* **Stated task**
Return every line of the records below that contains the word "camel", matching case exactly.

Records from a dataset:

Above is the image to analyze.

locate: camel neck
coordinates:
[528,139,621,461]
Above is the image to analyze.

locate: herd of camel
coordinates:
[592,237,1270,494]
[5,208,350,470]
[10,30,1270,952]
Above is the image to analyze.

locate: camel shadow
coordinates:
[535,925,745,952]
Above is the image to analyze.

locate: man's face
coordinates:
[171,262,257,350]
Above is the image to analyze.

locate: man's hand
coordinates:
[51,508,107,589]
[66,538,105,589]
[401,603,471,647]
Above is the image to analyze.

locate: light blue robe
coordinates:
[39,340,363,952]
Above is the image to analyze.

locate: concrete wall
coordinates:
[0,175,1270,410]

* * *

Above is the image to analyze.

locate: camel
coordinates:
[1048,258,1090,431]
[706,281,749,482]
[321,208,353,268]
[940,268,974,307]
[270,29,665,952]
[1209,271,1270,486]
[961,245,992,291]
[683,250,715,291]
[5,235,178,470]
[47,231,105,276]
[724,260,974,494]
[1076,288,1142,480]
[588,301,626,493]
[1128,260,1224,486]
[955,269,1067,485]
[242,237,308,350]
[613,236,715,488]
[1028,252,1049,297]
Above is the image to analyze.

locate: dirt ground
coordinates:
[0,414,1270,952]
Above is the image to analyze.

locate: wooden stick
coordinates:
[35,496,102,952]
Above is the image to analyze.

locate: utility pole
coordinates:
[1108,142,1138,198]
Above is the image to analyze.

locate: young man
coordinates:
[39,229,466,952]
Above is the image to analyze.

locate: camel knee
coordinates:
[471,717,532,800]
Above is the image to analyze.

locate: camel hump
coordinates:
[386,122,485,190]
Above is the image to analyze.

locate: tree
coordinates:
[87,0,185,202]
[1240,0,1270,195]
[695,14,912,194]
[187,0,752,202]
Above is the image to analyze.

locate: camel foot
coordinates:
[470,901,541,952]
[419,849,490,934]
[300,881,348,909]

* **Solved problem**
locate: camel neck
locate: herd of camel
locate: camel shadow
locate: camel
locate: camel knee
locate: camel hump
locate: camel foot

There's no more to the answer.